Iniziamo quindi con una definizione molto molto semplice. Lo Storytelling è l'arte di raccontare storie, né più né meno, e non è qualcosa di inventato solo di recente, un oggetto innovativo calato improvvisamente dal cielo, ma un bisogno innato dell'uomo, addirittura già presente quando abitavamo nelle caverne e riscontrabile per esempio nelle pitture rupestri. Ma il perché qualcosa di tanto antico oggi si mostri con un appeal rinnovato è presto detto: il racconto è uno strumento preziosissimo perché appassiona e cattura, e qualcuno se n'è accorto e lo ha utilizzato per coinvolgere, persuadere, vendere e confondere.

Salmon presenta una varietà di esemplificazioni abbastanza vasta, ed evidenzia come lo storytelling sia impiegato tutt'ora nei campi più disparati. Si parla di storie che vanno in soccorso dei grandi marchi e dei loghi in crisi, di imprese che valorizzano il proprio universo narrativo tramite lo storytelling management, di strategie di vendita e cambiamenti nel sistema dei consumi. E ancora, di politica, propaganda e percezione del potere e della sua immagine e, non meno importante, di storytelling al servizio dell'informazione e della guerra. 
Una mole enorme di applicazioni quindi, con effetti tanto positivi quanto negativi, difficilmente inquadrabili soprattutto per la prospettiva con cui li si vuole analizzare. Motivo per cui vi faccio subito qualche esempio, così che possiate farvi un'idea in merito in maniera un po' più terra terra.

Uno di quelli che più mi ha colpito riguarda sicuramente la vicenda della Nike, che nel '96 si è trovata in piena crisi per la pubblicazione da parte della rivista Life di alcune foto che mostravano come i suoi prodotti provenissero dallo sfruttamento minorile. Un danno d'immagine enorme che è stato risolto ricorrendo alle stesse tecniche dei propri detrattori: storie, però nuove ed edificanti. 
Ecco allora l'importanza di puntare non più sul prodotto in sé, sulle caratteristiche qualitative e utilitaristiche che lo determinano, ma piuttosto sull'emozione che esso suscita, rendendo i consumatori parte di un universo narrativo attivo, rendendoli storytellers a tutti gli effetti, venditori di storie che vogliono appartenere a quelle stesse storie. Indossare Nike racconta qualcosa.

•••

◆ **DOMANDE SUL MATERIALE**:
#1 Elenchi tutti gli scopi per cui, secondo il brano sullo storytelling, qualcuno ha utilizzato il racconto.
#2 Citi dal brano sullo storytelling la parte che si apre con le parole contenenti "Una mole enorme" e si chiude con "più terra terra.".
Le righe non hanno alcun legame con il brano.

◆ **DATI ESTRATTI**:
•••

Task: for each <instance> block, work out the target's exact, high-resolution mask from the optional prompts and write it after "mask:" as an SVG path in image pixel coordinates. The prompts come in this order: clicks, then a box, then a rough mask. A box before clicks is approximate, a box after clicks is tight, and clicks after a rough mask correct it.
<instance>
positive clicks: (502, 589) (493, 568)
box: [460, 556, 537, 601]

•••

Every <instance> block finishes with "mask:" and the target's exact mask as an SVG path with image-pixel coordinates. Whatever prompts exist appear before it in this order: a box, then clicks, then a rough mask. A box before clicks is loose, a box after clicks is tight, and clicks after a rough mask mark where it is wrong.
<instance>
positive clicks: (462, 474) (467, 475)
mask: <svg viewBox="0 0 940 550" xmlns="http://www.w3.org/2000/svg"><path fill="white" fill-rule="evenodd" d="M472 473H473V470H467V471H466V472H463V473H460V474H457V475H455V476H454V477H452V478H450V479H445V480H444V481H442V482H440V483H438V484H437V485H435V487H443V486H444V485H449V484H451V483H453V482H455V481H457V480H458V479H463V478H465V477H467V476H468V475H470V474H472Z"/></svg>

•••

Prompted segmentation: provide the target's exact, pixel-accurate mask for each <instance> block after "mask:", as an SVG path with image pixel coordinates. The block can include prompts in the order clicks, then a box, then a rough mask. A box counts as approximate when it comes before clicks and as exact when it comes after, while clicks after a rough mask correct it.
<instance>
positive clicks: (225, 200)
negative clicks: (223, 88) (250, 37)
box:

•••

◆ **PROBLEMI RISOLTI**:
#1 coinvolgere, persuadere, vendere, confondere

#2
Una mole enorme di applicazioni quindi, con effetti tanto positivi quanto negativi, difficilmente inquadrabili soprattutto per la prospettiva con cui li si vuole analizzare. Motivo per cui vi faccio subito qualche esempio, così che possiate farvi un'idea in merito in maniera un po' più terra terra.